▸ **SCHRIFTELIJKE INSTRUCTIE 1**: Schrijf uit de paginatekst woordelijk het stuk over dat begint bij de woorden "Figuur 2 toont" en stop na "en 22 getoond.".
▸ **SCHRIFTELIJKE INSTRUCTIE 2**: Waarmee is het rijdek 20 volgens de paginatekst op het gestel 11 afgesteund?

▸ **PAGINATEKST**:
■ ■ ■ ■ ■

Figuur 2 toont een gedeelte van de eenheid 10 volgens de figuren 1a en 1b. Zoals met name in figuur 2 is getoond, is bovenop het zojuist beschreven gestel 11 van drijflichamen 12, 13a, 13b en gesteldelen 14 en 16 een rijdek 20 gemonteerd. Dit rijdek 20 is middels steunarmen 21 en 22 op het gestel 11 afgesteund. Bij het zoals boven omschreven onderling opeenvolgend koppelen van een aantal eenheden 10 wordt een doorlopend rijdek 20 gerealiseerd. Het rijdek 20 is overigens in het bovenaanzicht van figuur 1b voor de duidelijkheid weggelaten. Wel zijn in figuur 1b, althans in de figuur, in horizontale richting doorgesneden delen van steunarmen 21 en 22 getoond.

■ ■ ■ ■ ■

▸ **UITTREKSEL GEGEVENSSET**:
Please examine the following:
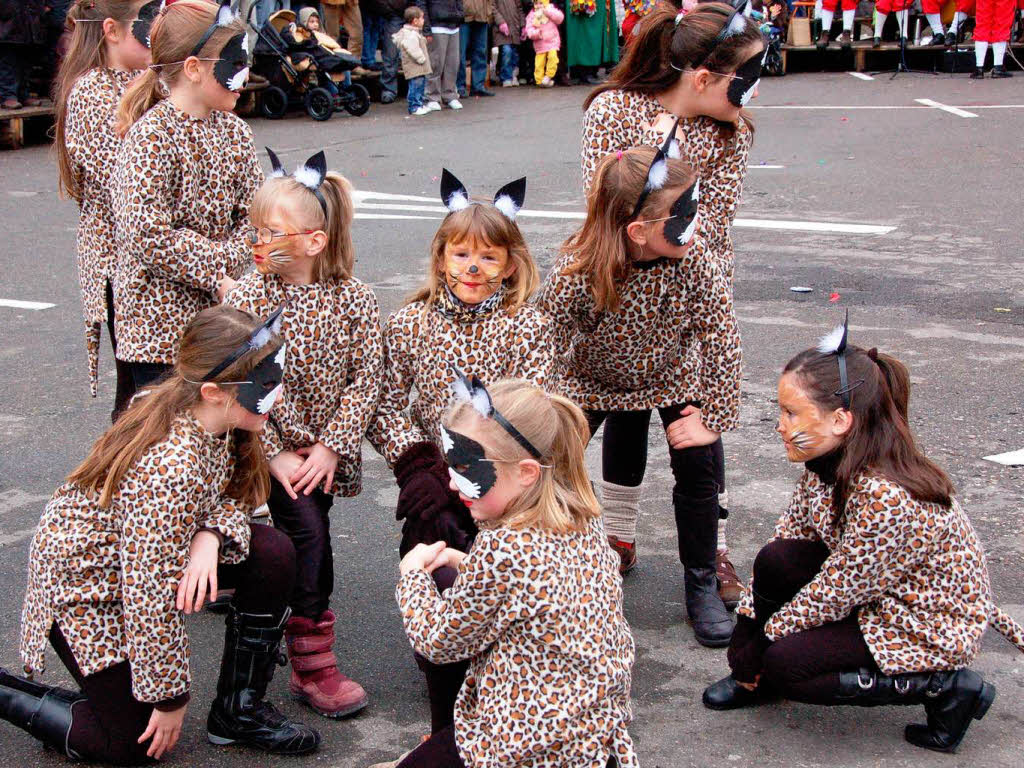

■ ■ ■ ■ ■

▸ **RESULTAAT OPDRACHT 1**:
Figuur 2 toont een gedeelte van de eenheid 10 volgens de figuren 1a en 1b. Zoals met name in figuur 2 is getoond, is bovenop het zojuist beschreven gestel 11 van drijflichamen 12, 13a, 13b en gesteldelen 14 en 16 een rijdek 20 gemonteerd. Dit rijdek 20 is middels steunarmen 21 en 22 op het gestel 11 afgesteund. Bij het zoals boven omschreven onderling opeenvolgend koppelen van een aantal eenheden 10 wordt een doorlopend rijdek 20 gerealiseerd. Het rijdek 20 is overigens in het bovenaanzicht van figuur 1b voor de duidelijkheid weggelaten. Wel zijn in figuur 1b, althans in de figuur, in horizontale richting doorgesneden delen van steunarmen 21 en 22 getoond.

▸ **RESULTAAT OPDRACHT 2**: Met steunarmen 21 en 22.